» Consegna A:
Rispondi a queste domande sul brano su Eraclito:
(i) Quale frase di Eraclito viene citata?
(ii) Quali pittori ha visto Picasso, secondo il brano?
(iii) In quali forme degenerate è stato degradato il mutamento?
» Consegna B: Stampa senza modifiche la parte del brano su Eraclito che va dalle parole «Cominciamo allora da» fino alle parole «gli diamo oggi.» comprese.

───── Brano scelto

Cominciamo allora da Eraclito.
Quando questo filosofo presocratico dice «È nel mutamento che le cose si riposano» suggerisce, appunto, che c’è stato un tempo iniziale nel quale il cambiamento aveva un significato opposto a quello che gli diamo oggi.
In letteratura noi abbiamo letto Dante e Shakespeare, in filosofia abbiamo letto Kant, abbiamo letto Seneca, abbiamo letto Platone. Eraclito non aveva letto nessuno di questi, non aveva mai visto un film, non aveva mai assistito neppure a una tragedia di Sofocle. Ecco la forza dei presocratici: questo loro piantare bandierine per primi, in una tabula rasa della conoscenza. In un quadro di Picasso c’è tutta quella densità di studio, di lavoro, di rielaborazione, c’è tutto quello spessore storico perché Picasso ha visto Caravaggio, ha visto Michelangelo, ha visto Giotto. In Giotto non c’è altrettanta elaborazione perché Giotto non ha potuto vedere Michelangelo né Caravaggio né Picasso.
Un’alba come quella dei presocratici ci consente di vedere nel mutamento quell’aspetto tranquillizzante che poi noi, man mano, abbiamo distorto fino a degradarlo nell’attuale forma degenerata dell’ansia, dello shock, dello stress. Da questa frase di Eraclito, perciò, possiamo trarre uno stimolo ad affrontare i mutamenti come fasi aurorali e a guidarne gli esiti verso sbocchi felici.

──────────
───── Dati grezzi

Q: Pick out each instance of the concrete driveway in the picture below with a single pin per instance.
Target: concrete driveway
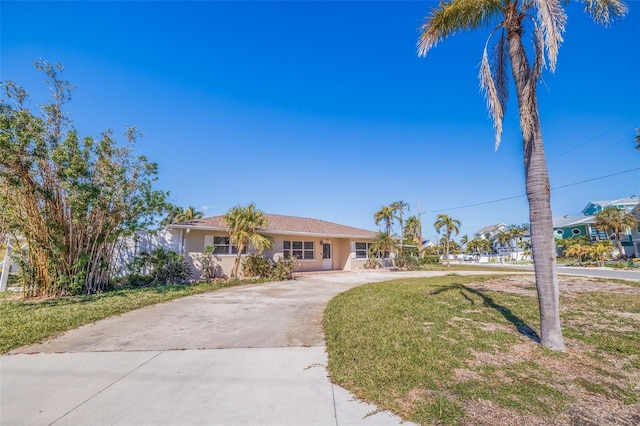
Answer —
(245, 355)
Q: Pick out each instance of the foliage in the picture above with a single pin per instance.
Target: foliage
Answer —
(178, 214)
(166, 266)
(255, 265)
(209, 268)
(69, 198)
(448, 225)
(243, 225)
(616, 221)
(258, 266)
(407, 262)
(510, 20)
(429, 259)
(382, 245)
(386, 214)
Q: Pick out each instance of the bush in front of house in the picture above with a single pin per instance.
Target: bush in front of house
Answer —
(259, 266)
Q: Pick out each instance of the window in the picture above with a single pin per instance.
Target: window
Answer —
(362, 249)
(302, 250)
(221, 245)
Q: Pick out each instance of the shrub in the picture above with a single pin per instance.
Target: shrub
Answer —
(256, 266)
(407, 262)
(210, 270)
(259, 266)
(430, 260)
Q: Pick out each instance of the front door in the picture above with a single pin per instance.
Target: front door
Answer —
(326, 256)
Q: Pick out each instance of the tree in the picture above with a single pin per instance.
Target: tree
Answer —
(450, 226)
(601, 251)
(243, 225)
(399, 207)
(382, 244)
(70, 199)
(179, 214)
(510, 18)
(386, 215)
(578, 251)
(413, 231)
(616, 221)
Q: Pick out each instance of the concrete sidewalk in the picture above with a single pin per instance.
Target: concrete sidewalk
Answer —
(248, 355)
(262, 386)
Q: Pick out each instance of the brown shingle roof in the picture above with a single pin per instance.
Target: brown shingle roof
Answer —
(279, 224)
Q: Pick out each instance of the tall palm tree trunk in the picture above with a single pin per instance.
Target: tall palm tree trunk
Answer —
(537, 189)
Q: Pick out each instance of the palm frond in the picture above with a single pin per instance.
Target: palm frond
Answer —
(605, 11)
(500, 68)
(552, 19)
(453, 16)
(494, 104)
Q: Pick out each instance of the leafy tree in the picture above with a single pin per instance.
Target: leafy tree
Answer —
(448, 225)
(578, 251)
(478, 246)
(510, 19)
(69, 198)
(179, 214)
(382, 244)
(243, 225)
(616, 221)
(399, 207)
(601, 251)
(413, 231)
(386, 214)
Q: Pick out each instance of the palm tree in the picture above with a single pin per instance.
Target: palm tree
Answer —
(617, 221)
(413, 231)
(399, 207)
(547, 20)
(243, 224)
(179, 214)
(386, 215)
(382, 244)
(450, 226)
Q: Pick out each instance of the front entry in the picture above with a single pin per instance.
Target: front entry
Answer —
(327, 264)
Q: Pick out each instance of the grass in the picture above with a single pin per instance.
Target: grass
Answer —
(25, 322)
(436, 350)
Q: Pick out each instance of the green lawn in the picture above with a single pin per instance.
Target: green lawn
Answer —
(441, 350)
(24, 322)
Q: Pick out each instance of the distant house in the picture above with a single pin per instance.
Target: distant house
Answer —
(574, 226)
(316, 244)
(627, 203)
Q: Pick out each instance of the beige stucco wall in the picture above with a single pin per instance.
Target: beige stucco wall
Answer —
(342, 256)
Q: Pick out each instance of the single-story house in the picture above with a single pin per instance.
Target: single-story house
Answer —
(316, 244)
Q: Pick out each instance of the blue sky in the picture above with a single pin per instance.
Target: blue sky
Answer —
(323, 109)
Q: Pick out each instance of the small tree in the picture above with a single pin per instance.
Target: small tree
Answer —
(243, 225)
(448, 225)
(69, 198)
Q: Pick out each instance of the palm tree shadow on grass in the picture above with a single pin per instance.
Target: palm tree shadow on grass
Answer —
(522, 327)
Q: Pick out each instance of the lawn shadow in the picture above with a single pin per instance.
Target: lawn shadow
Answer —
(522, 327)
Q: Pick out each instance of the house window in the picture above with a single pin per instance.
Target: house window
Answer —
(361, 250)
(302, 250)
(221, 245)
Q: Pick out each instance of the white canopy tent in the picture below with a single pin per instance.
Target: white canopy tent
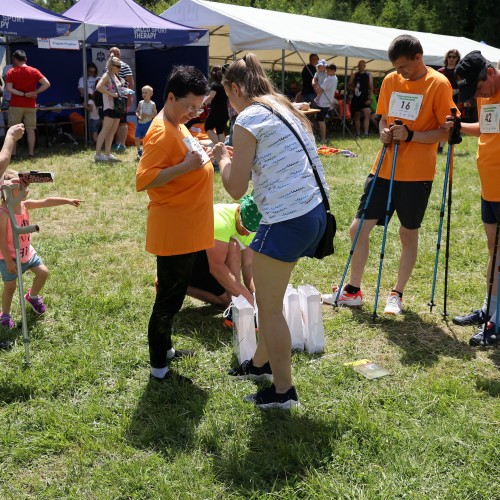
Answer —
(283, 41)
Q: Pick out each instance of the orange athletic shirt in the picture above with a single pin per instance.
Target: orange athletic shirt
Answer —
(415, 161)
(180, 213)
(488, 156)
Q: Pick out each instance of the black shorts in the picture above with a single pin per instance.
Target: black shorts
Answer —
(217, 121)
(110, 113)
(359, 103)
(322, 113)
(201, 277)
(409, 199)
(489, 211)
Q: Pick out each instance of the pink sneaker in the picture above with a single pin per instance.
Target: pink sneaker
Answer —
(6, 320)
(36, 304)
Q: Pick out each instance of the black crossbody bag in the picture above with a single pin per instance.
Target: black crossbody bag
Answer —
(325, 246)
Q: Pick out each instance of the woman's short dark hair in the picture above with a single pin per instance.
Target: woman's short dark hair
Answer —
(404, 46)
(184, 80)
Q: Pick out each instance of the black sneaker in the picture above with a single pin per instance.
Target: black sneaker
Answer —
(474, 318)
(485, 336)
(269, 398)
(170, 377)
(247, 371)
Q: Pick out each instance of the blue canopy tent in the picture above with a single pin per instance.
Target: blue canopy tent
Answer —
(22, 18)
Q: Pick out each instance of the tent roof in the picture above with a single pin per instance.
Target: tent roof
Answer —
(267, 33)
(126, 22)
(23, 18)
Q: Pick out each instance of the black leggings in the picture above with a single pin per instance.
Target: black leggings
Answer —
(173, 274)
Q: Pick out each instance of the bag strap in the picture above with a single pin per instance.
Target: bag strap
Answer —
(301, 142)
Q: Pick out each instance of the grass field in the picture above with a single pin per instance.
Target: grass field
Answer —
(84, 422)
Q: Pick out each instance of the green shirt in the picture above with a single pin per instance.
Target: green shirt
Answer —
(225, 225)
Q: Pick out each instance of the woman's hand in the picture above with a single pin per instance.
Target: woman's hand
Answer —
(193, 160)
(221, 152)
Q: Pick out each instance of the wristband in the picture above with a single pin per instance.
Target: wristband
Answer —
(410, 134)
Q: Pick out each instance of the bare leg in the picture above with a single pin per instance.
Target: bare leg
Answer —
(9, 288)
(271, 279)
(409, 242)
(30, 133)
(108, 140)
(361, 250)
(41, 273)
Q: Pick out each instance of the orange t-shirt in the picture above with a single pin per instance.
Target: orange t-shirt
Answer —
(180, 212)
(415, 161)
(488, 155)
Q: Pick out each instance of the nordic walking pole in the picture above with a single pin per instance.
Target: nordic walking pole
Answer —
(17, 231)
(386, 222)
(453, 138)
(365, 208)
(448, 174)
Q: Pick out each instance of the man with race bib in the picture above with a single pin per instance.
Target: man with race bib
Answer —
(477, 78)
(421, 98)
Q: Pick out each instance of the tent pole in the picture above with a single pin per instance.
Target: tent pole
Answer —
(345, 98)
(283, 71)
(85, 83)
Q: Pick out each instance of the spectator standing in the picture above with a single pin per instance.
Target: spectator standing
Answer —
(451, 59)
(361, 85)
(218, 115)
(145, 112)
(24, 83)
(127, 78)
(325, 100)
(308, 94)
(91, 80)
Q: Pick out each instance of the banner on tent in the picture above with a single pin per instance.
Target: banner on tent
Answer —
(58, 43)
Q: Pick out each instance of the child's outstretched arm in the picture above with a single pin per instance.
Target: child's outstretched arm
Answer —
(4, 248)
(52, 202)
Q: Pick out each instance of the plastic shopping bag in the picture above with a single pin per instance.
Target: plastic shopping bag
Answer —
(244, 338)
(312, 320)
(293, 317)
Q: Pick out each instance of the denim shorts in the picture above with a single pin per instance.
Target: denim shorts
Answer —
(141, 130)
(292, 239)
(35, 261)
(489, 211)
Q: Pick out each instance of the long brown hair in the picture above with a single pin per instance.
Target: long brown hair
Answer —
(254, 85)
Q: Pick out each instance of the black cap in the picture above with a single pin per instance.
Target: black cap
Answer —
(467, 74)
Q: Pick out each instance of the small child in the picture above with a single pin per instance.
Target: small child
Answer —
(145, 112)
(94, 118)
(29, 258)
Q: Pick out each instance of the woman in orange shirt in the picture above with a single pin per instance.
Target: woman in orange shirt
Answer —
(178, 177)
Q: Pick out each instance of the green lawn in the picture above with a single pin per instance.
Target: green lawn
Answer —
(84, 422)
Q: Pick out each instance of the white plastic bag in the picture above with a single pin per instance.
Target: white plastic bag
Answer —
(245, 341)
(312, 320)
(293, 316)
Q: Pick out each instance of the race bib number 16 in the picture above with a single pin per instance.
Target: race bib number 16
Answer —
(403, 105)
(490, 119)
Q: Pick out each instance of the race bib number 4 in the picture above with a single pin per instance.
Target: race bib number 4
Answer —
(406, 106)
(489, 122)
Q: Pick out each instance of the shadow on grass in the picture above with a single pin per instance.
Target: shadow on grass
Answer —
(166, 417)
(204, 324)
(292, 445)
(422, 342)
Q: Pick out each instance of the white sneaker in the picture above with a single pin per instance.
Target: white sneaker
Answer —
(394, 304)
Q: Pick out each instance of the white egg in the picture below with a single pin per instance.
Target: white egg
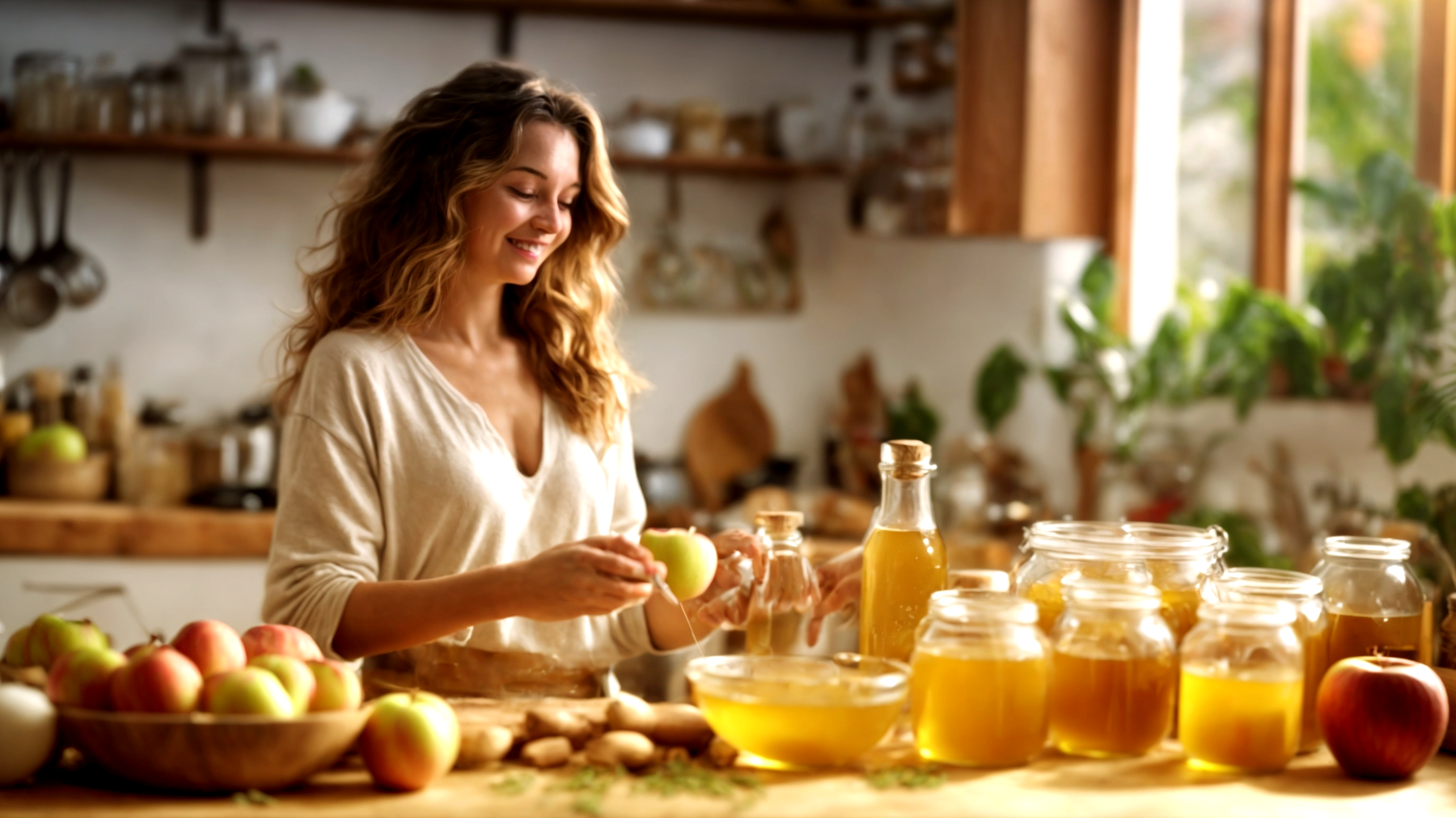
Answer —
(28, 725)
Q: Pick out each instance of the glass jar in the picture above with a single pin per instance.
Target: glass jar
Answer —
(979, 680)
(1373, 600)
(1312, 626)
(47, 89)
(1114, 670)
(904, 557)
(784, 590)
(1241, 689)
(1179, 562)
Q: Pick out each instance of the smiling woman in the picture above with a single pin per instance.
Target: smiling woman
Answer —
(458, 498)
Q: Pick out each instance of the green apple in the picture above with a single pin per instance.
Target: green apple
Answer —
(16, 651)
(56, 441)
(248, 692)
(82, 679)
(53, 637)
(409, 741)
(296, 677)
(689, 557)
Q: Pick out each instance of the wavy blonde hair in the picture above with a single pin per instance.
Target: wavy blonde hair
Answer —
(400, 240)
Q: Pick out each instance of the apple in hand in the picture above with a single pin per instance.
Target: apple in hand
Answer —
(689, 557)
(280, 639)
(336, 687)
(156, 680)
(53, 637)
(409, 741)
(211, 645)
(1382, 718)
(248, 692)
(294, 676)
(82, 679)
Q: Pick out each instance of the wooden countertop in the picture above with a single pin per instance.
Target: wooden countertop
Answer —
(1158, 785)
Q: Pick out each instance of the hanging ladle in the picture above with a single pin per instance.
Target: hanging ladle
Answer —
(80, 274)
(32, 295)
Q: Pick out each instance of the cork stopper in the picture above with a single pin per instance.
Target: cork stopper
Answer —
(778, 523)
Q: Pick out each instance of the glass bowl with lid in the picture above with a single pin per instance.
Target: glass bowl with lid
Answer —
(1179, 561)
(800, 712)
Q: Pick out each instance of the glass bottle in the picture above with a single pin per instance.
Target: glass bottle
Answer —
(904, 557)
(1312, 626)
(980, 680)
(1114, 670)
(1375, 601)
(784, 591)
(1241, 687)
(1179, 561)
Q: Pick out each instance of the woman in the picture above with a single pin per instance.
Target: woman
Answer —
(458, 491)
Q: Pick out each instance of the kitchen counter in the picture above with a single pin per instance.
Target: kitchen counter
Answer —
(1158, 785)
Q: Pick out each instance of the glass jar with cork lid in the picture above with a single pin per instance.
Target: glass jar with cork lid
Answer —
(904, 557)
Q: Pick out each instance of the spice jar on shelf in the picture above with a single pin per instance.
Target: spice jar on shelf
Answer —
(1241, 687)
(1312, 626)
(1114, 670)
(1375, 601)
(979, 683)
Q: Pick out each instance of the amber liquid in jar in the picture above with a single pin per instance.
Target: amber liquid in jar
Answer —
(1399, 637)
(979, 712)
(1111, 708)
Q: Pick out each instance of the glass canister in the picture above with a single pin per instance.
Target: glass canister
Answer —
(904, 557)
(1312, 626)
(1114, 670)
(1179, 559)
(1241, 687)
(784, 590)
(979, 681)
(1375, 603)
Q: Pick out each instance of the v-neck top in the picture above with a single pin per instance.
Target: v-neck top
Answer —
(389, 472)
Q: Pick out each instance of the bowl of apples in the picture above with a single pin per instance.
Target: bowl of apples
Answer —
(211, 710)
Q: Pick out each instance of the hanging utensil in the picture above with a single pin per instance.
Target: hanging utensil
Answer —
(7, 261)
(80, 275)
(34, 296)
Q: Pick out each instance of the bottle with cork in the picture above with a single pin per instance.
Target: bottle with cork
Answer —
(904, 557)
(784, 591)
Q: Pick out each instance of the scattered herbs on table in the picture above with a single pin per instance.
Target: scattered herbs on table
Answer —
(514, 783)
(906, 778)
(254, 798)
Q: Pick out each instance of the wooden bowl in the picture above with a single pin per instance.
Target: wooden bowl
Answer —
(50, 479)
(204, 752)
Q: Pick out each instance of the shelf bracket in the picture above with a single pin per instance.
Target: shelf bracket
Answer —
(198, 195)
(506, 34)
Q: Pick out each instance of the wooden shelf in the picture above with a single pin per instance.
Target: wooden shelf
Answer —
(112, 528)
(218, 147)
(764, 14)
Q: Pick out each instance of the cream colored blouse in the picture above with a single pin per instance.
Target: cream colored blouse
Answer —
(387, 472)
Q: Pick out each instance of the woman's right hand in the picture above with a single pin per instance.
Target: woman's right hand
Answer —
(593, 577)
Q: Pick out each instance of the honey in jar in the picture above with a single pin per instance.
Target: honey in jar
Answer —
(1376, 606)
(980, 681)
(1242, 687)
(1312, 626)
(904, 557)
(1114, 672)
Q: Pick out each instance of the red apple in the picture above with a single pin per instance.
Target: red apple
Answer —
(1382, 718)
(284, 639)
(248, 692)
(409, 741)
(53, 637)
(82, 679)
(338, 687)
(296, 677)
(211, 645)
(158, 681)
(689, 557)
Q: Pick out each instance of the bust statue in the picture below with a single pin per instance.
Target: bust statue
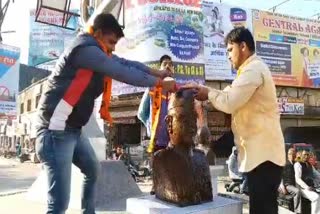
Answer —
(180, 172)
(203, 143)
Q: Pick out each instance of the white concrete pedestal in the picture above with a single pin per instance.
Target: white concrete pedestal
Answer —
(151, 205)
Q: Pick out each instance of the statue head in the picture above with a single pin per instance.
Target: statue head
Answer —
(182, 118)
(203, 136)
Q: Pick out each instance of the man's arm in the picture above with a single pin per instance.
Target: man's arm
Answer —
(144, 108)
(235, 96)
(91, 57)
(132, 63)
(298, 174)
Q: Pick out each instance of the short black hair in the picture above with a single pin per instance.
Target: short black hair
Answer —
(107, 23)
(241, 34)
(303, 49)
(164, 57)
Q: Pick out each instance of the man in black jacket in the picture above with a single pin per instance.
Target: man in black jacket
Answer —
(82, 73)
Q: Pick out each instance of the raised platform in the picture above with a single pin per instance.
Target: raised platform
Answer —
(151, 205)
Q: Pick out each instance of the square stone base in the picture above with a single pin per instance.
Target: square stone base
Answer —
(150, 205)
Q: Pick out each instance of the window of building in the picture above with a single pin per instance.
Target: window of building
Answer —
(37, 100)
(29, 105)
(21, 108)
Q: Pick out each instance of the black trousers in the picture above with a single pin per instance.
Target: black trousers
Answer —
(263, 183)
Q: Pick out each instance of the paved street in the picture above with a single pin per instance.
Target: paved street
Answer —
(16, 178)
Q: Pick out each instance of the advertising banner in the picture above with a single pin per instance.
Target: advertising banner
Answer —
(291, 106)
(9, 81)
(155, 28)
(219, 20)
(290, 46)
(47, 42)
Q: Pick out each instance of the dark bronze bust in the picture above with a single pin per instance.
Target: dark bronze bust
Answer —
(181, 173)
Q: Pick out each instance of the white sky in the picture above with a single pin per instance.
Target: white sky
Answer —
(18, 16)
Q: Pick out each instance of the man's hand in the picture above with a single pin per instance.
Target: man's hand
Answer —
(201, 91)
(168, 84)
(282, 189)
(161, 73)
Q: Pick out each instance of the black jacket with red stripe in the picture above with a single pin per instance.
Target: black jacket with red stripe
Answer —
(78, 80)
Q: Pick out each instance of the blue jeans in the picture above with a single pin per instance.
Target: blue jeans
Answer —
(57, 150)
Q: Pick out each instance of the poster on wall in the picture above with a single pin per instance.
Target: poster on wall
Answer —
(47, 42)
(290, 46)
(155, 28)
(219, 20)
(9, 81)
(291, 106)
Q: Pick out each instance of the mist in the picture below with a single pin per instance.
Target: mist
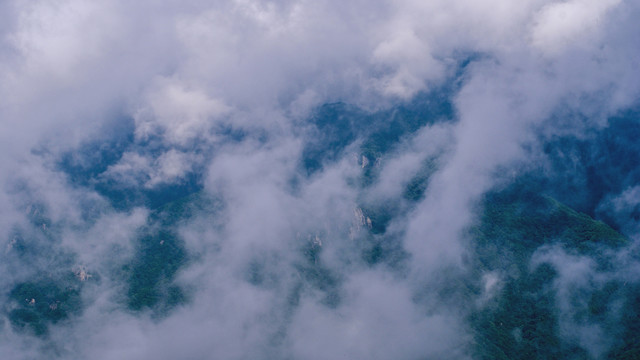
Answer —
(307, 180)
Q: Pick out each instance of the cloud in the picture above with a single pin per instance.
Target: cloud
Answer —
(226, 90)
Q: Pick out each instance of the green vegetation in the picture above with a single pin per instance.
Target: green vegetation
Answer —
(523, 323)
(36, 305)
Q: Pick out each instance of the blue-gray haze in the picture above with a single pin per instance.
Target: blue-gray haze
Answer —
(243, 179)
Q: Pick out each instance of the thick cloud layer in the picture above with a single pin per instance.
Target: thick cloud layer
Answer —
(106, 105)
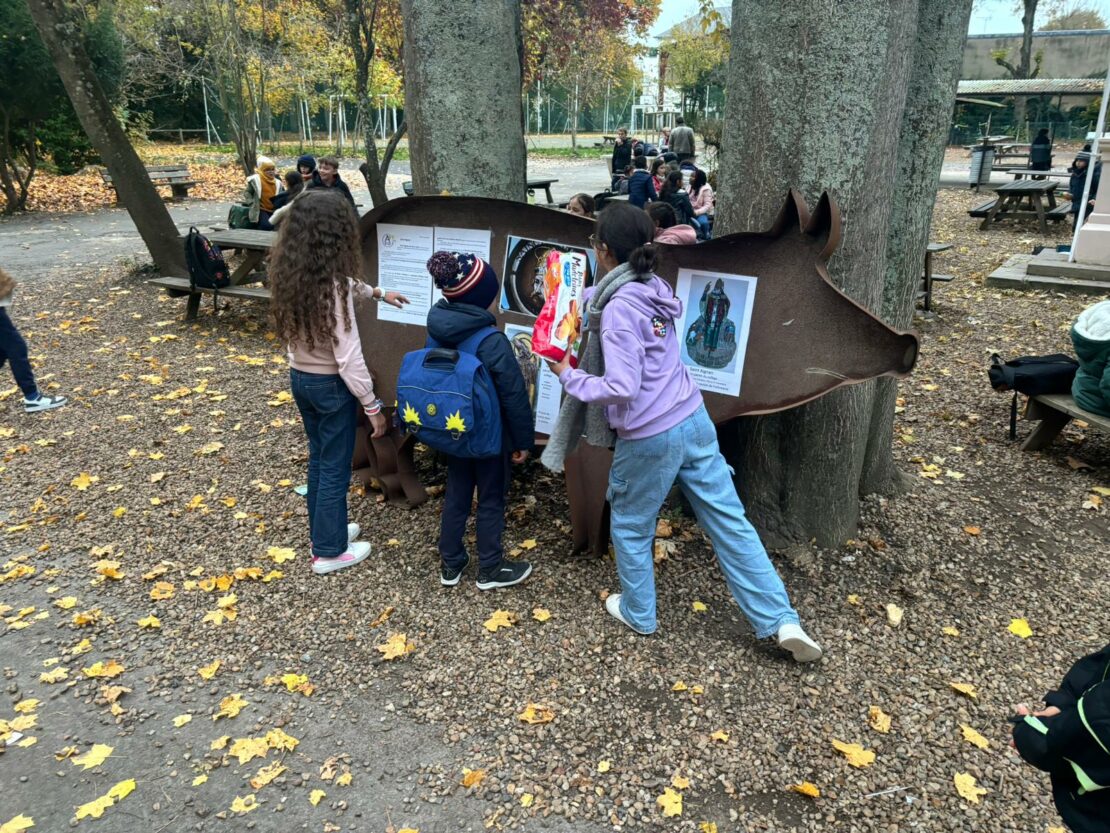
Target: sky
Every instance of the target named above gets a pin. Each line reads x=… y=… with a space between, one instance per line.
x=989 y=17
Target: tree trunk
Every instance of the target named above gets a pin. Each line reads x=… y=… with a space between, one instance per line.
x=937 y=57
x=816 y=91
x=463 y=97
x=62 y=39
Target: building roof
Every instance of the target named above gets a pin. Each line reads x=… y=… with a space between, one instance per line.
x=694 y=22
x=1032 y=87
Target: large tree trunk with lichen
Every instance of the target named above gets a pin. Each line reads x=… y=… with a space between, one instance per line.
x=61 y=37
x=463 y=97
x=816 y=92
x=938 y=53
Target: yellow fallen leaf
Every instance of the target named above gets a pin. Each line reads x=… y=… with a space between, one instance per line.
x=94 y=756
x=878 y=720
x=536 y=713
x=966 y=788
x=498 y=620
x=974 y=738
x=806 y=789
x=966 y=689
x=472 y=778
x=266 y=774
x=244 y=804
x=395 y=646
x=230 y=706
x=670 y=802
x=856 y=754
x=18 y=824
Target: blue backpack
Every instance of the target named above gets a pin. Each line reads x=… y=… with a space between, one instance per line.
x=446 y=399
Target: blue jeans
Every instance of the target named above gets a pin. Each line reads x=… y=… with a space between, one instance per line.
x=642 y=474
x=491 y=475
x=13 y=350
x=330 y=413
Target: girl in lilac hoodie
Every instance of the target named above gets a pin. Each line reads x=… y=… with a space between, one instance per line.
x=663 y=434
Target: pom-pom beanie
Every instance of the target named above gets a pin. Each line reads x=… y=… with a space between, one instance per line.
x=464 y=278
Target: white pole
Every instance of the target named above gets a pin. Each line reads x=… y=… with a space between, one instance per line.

──────────

» Soluzione A:
(i) «È nel mutamento che le cose si riposano».
(ii) Caravaggio, Michelangelo e Giotto.
(iii) L'ansia, lo shock e lo stress.

» Soluzione B:
Cominciamo allora da Eraclito.
Quando questo filosofo presocratico dice «È nel mutamento che le cose si riposano» suggerisce, appunto, che c’è stato un tempo iniziale nel quale il cambiamento aveva un significato opposto a quello che gli diamo oggi.